## Check your understanding
1. Echo the passage of the article about the Rubi pregnancy monitor from "Rubi, the world’s" to "in business management.".
2. Decide whether each statement agrees with the article about the Rubi pregnancy monitor, answering yes or no and quoting the deciding words: (a) Rubi launches in May through a Kickstarter campaign. (b) The sensors in the band count the number of kicks from the baby. (c) Neeley's mother worked day shifts as a pediatrician.
3. According to the article about the Rubi pregnancy monitor, in what city is the Enactus competition held?

## Excerpted passage

Rubi, the world’s first wearable pregnancy monitor, launches in May through a Kickstarter campaign, said co-founder Nathan Neeley, a senior from California majoring in business management.
The BYU-Hawaii Enactus team plans to present how the pregnancy monitoring bands impact women in rural areas and the islands at the Enactus competition in Kansas City.
The non-profit will distribute the pregnancy monitors throughout clinics in Southeast Asia and the Pacific Islands since the statistics for stillborns are high in the Pacific Islands, he said. Neeley explained this sector of medical technology has not been updated in decades. In explaining this unique vision of Rubi, he said, “We are a pioneer product of prenatal development. We hope [to] bring down [the] infant mortality rate and increase peace of mind.”
Rubi functions to prevent stillborn deaths, he said, because embedded in a sleek maternity band, patented sensors count the duration of kicks from the baby. The data from the baby is sent to an app on the mother’s smartphone to alert when the baby’s life is at risk.
Worldwide one of every 75 babies are stillborn, while nationwide in the United States 12.5 percent of pregnancies are high risk.
The team’s vision is tied with the United Nations to reduce prenatal mortality rate by 1.2 percent or one of every 60 babies. Rubi is aligned to realize this vision for every mother who is high-risk. The objective is for each mother to walk out of the obstetrics and gynecology clinics with the Rubi pregnancy monitor as firm hope in her hands.
Neeley shared his personal tie with the product. “Growing up my mom worked night shifts as a labor and delivery nurse, and I always wondered why she would come home crying sometimes. Even with my mom working at the top hospitals in California, she still experienced preventable stillbirths. I truly want to be more than just another entrepreneur. I want to create a change in the world, and I believe Rubi is bringing that into fruition.”

## Raw data
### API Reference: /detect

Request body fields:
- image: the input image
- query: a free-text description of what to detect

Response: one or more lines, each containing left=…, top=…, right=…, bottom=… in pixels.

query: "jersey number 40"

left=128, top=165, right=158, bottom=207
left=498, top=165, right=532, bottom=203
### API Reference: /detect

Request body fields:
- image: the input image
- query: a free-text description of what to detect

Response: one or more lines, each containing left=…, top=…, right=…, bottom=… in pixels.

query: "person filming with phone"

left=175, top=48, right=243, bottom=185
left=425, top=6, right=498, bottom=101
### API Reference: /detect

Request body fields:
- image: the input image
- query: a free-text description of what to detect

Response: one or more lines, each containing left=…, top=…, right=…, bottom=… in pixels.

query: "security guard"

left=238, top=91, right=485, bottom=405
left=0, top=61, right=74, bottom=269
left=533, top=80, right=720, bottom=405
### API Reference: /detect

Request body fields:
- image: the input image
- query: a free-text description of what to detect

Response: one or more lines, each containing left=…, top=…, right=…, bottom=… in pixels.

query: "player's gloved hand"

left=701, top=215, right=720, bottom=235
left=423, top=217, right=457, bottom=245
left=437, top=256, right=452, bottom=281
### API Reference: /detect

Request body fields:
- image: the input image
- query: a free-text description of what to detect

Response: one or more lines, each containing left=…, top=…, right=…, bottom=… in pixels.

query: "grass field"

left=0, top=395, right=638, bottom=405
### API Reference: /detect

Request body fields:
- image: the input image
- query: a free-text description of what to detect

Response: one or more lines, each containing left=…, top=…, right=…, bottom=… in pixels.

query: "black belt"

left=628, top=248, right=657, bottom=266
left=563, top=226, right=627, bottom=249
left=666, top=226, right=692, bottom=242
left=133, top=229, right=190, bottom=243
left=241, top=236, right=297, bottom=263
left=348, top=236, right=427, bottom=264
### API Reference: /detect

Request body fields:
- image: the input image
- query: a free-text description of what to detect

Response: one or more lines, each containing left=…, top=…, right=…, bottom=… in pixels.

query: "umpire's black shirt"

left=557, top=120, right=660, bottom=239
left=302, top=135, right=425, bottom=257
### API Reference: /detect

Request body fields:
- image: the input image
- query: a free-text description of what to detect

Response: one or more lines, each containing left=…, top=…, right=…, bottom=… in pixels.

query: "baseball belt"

## Results for each task
1.
Rubi, the world’s first wearable pregnancy monitor, launches in May through a Kickstarter campaign, said co-founder Nathan Neeley, a senior from California majoring in business management.

2.
(a) Yes: "launches in May through a Kickstarter campaign"
(b) No: "patented sensors count the duration of kicks from the baby"
(c) No: "my mom worked night shifts as a labor and delivery nurse"

3. Kansas City